** Data supplied follows **

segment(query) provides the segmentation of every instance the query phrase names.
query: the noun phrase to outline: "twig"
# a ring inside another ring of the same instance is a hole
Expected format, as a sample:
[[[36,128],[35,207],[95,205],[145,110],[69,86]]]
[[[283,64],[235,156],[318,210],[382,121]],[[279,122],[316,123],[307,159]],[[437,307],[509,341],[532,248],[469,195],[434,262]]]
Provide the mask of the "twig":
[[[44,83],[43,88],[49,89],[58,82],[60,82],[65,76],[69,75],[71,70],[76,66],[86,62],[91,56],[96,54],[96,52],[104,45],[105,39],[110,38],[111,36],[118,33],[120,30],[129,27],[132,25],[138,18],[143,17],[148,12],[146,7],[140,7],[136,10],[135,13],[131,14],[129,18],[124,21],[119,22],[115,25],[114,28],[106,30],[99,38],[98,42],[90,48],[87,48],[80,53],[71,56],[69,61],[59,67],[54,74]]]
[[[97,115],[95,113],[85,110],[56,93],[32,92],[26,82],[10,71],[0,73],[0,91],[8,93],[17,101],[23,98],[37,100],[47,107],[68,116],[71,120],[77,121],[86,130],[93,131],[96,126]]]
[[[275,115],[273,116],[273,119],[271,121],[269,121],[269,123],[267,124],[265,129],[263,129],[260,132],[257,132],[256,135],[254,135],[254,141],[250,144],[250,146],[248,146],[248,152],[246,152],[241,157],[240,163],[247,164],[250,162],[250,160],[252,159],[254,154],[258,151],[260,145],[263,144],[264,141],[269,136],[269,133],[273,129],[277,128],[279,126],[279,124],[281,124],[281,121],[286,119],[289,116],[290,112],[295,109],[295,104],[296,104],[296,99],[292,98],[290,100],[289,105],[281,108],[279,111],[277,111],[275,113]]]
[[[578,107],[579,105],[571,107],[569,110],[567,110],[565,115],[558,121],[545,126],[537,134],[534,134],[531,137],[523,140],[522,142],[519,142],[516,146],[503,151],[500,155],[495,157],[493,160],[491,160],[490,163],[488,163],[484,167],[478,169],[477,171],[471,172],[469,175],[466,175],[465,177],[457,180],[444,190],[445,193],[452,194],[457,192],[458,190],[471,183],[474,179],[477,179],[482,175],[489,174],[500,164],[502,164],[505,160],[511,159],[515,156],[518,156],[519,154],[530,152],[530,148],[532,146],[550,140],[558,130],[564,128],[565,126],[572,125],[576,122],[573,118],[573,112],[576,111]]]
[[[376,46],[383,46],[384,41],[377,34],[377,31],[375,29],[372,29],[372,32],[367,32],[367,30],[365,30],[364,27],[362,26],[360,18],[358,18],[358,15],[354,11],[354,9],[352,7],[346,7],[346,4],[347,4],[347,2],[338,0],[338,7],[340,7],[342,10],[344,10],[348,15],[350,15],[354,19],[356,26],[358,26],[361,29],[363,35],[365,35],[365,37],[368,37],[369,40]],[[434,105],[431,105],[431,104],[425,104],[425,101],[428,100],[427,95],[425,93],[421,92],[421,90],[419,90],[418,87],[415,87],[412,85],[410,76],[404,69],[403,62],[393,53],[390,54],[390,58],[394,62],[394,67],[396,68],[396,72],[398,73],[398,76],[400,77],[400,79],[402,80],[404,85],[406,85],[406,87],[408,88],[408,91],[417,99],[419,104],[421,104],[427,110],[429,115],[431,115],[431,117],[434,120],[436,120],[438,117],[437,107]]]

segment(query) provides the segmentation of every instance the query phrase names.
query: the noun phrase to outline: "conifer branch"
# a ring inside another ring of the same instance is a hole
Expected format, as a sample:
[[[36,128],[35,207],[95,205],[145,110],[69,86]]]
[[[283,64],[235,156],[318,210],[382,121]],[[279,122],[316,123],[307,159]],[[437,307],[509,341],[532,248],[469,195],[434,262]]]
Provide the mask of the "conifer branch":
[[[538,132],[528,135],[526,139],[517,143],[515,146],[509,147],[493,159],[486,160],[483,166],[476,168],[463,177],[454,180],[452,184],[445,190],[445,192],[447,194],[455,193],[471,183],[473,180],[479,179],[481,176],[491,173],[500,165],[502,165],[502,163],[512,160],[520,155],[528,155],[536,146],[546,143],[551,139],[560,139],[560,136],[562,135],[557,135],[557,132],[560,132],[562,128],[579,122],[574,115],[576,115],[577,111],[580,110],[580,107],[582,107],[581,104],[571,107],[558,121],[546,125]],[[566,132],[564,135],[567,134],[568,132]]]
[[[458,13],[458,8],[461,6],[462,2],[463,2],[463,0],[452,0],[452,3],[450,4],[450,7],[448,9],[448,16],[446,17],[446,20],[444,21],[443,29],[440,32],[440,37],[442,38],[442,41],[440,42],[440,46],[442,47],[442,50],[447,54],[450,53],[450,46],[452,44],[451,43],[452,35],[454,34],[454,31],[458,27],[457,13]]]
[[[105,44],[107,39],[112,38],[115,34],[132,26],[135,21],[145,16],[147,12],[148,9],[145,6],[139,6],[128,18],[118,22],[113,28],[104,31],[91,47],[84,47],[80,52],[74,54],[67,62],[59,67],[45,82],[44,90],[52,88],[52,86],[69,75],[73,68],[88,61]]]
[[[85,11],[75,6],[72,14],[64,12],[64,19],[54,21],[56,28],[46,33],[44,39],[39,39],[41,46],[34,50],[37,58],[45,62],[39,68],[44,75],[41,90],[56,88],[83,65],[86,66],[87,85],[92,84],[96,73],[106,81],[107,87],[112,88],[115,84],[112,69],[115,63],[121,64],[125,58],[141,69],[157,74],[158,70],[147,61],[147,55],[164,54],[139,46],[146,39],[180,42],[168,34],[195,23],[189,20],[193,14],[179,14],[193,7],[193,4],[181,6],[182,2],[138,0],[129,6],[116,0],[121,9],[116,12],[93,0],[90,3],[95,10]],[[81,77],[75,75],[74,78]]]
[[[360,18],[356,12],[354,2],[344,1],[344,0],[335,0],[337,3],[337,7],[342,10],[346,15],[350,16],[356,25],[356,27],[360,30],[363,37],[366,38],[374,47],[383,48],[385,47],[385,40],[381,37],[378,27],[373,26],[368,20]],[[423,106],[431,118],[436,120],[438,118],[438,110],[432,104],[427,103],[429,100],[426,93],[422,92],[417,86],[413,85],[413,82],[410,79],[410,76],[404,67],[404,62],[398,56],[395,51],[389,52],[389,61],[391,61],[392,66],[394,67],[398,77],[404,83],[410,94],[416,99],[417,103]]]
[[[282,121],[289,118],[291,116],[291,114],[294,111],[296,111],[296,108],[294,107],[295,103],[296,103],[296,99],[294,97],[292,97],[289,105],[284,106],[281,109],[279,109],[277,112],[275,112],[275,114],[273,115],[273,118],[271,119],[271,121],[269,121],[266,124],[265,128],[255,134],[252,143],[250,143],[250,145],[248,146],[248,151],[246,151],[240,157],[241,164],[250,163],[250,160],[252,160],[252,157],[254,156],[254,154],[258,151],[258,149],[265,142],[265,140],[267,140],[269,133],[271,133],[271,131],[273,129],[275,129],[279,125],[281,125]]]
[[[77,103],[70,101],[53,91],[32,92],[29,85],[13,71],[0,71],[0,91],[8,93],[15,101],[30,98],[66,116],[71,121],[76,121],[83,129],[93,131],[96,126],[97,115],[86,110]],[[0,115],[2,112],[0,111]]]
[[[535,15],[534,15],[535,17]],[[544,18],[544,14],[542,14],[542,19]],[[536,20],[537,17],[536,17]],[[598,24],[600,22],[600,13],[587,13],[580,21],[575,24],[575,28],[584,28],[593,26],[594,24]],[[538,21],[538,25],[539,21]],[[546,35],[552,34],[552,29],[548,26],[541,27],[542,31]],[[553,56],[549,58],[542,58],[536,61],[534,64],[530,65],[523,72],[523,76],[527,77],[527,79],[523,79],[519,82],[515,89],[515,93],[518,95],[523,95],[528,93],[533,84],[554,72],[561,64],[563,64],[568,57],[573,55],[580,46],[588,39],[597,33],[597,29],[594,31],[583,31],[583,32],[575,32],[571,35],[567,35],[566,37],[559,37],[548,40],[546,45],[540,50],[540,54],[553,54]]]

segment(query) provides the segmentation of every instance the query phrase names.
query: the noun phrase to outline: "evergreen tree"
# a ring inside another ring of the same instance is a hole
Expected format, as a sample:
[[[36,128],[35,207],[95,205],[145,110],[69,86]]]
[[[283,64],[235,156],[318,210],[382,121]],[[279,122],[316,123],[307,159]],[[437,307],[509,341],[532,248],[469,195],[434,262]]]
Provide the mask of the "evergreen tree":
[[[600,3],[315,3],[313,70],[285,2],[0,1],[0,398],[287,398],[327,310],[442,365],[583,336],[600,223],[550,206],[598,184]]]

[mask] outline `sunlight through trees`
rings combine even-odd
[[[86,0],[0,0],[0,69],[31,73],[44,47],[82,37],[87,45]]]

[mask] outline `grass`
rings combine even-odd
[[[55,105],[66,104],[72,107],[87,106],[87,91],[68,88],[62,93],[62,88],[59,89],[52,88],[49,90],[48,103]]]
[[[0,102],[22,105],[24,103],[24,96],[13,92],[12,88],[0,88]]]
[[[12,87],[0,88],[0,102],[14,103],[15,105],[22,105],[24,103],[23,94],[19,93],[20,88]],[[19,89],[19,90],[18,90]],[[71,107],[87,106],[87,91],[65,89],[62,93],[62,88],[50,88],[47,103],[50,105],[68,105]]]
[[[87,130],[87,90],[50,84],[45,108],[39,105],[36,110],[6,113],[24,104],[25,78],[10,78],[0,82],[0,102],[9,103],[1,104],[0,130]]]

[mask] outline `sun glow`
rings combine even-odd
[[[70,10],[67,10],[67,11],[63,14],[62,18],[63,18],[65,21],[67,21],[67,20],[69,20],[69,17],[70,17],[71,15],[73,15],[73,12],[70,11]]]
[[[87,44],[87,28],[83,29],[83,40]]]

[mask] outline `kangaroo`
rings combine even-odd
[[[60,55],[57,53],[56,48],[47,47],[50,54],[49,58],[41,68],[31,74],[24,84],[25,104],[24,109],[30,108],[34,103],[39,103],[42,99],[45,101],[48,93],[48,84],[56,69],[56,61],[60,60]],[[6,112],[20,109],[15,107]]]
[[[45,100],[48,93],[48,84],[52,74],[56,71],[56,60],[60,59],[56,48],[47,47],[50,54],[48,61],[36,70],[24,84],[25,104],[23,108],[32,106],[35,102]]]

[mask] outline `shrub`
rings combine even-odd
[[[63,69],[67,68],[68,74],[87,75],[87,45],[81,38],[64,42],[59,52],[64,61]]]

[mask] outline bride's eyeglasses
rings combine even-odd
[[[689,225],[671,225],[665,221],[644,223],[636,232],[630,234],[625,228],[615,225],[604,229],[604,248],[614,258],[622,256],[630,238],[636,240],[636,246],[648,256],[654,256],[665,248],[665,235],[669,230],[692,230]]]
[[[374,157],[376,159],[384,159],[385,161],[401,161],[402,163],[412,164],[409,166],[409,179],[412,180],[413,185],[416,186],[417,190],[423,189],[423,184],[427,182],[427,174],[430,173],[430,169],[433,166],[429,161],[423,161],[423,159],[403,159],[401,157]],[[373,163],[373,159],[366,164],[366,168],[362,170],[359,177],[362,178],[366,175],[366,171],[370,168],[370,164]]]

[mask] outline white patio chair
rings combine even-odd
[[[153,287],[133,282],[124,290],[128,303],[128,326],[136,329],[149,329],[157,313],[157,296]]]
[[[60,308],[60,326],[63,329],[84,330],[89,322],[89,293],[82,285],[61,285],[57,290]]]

** End of Data supplied **

_Work task_: Give the number, and nothing else, of lines in the listing above that include the word "noun".

_Exercise solution_: 3